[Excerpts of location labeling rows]
===
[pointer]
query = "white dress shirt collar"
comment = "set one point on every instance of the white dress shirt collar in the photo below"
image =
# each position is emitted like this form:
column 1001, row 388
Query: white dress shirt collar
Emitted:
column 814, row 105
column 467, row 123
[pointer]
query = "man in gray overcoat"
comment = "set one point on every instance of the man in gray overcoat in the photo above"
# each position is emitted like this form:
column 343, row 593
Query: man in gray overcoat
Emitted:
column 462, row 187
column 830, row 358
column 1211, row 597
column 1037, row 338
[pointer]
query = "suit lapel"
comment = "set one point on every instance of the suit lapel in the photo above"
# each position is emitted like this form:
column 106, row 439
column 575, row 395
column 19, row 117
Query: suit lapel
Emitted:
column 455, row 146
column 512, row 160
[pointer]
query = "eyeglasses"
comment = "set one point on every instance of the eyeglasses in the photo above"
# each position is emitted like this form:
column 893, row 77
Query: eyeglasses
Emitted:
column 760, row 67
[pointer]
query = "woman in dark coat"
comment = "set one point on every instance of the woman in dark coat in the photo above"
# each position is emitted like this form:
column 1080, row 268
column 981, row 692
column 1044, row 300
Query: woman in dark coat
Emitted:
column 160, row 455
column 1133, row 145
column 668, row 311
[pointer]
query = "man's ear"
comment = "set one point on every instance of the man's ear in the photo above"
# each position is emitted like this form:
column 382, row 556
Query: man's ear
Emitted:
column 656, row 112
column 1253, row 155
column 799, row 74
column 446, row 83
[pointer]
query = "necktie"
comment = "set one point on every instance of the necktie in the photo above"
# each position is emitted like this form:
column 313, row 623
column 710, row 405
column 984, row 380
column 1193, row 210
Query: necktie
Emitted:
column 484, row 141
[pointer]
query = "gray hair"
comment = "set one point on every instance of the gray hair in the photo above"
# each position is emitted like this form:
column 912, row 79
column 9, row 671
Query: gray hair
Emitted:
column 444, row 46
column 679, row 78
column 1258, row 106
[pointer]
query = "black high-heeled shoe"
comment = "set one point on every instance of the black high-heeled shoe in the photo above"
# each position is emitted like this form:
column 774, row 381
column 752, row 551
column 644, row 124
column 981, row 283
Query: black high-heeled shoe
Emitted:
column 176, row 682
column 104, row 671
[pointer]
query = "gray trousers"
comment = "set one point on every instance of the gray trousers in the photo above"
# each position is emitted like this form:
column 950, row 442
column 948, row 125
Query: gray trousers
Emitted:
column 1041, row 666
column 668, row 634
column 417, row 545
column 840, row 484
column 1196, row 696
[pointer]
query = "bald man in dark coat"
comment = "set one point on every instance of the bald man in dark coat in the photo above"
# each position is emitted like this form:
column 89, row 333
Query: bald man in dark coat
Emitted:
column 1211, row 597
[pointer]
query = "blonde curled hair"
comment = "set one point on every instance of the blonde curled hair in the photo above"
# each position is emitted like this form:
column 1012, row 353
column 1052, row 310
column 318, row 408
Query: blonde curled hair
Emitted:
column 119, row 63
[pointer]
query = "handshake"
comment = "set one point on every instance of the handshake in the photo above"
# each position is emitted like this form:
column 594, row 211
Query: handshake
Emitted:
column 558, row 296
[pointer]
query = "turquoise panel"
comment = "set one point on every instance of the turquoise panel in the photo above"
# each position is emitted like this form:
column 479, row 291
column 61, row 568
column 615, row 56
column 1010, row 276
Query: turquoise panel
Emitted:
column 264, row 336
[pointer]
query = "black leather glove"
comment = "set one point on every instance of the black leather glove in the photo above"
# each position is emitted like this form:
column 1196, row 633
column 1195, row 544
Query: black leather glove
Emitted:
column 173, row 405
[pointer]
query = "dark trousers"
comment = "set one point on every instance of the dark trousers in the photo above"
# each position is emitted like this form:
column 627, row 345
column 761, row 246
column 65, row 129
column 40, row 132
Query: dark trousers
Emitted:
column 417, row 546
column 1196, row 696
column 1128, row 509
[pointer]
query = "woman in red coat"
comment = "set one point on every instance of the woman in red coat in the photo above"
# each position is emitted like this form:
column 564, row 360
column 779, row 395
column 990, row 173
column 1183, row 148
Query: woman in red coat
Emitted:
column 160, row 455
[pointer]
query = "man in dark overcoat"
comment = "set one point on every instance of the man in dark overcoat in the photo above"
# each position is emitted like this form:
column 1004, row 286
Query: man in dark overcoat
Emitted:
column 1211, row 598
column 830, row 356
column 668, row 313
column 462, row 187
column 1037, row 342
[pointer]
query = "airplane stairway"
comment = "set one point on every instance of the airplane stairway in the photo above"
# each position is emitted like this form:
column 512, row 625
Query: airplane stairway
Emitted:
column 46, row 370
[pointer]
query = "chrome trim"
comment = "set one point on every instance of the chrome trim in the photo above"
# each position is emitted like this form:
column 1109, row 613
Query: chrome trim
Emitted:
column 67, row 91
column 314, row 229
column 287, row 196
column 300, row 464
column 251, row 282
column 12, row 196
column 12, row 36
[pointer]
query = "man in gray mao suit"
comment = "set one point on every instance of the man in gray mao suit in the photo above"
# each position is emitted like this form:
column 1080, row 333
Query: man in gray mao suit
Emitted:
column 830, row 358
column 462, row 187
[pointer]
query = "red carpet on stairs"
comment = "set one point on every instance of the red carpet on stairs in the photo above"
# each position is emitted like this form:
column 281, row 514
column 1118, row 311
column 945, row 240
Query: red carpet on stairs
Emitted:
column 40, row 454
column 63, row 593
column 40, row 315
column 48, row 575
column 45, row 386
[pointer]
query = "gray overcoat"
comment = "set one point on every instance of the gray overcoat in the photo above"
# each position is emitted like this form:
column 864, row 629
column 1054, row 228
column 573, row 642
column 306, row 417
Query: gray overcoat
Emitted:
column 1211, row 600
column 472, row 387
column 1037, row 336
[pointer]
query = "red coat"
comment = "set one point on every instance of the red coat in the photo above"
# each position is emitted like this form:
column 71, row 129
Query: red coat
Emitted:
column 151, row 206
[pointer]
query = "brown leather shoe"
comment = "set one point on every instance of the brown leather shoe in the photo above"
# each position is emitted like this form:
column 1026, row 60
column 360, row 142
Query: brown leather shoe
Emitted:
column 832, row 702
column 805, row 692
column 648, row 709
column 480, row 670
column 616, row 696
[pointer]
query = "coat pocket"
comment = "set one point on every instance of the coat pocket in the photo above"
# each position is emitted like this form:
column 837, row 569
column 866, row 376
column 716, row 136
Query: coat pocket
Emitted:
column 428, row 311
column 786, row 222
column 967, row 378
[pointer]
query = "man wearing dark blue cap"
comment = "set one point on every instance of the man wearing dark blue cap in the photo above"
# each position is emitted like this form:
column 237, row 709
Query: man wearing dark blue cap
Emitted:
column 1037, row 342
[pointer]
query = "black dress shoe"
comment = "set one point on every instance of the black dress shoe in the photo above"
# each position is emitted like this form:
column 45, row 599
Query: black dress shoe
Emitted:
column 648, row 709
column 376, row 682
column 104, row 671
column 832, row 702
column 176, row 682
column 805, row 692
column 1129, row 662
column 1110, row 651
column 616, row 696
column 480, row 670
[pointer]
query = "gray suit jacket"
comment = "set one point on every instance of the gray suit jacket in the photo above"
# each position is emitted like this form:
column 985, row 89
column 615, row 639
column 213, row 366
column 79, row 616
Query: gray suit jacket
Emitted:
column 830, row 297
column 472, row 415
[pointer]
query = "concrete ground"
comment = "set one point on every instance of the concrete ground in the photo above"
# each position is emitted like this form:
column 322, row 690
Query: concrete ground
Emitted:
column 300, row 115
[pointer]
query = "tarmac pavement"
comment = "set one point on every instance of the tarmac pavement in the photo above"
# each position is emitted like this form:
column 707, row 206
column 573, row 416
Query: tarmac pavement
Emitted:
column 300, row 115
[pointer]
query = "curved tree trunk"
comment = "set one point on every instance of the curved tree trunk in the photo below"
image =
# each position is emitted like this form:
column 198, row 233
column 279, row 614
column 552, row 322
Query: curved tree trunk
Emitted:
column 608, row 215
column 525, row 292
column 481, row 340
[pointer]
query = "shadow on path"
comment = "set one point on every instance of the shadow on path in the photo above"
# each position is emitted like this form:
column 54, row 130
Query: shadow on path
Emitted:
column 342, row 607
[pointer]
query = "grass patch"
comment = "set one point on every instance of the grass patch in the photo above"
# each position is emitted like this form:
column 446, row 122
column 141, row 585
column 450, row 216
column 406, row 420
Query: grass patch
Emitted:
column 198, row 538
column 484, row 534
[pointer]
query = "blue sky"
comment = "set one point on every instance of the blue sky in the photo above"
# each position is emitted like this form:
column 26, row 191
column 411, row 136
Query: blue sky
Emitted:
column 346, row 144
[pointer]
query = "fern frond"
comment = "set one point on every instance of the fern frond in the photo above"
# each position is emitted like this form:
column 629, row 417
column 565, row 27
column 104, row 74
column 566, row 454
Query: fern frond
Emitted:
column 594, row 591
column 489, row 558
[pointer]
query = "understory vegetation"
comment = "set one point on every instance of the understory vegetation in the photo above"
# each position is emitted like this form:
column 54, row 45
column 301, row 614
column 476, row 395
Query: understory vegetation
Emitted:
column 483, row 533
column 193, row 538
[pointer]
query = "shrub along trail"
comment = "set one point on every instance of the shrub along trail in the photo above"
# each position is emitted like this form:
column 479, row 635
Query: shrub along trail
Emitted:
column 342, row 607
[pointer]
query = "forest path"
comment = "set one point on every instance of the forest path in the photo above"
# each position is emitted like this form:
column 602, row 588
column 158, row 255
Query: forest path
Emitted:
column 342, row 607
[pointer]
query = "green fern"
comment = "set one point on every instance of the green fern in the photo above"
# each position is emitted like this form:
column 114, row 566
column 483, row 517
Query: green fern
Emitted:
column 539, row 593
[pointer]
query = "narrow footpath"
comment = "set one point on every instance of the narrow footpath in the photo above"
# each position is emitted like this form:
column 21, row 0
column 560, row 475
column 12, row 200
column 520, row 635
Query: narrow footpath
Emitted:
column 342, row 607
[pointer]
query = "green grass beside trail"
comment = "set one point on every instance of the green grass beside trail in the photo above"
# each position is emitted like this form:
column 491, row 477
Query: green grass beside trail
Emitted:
===
Output the lines above as a Markdown table with the columns "No." (the line number) and "Line," leaving out blank lines. Begin at the first line of the rows and stop after the line that has "column 1037, row 338".

| No. | Line |
|---|---|
| 1 | [pointer] |
| 2 | query = "white dress shirt collar" |
| 3 | comment = "set one point on every instance of the white dress shirt collar in the photo below" |
| 4 | image = |
| 5 | # each position is emitted like this form: |
| 6 | column 1001, row 388 |
| 7 | Query: white dress shirt collar |
| 8 | Emitted: |
| 9 | column 814, row 105 |
| 10 | column 467, row 123 |
| 11 | [pointer] |
| 12 | query = "man in gray overcoat" |
| 13 | comment = "set one point on every instance of the man in gray overcoat in the photo above" |
| 14 | # each position is emitted like this form: |
| 15 | column 343, row 593 |
| 16 | Query: man in gray overcoat |
| 17 | Emitted: |
| 18 | column 462, row 187 |
| 19 | column 830, row 358 |
| 20 | column 1211, row 597 |
| 21 | column 1037, row 338 |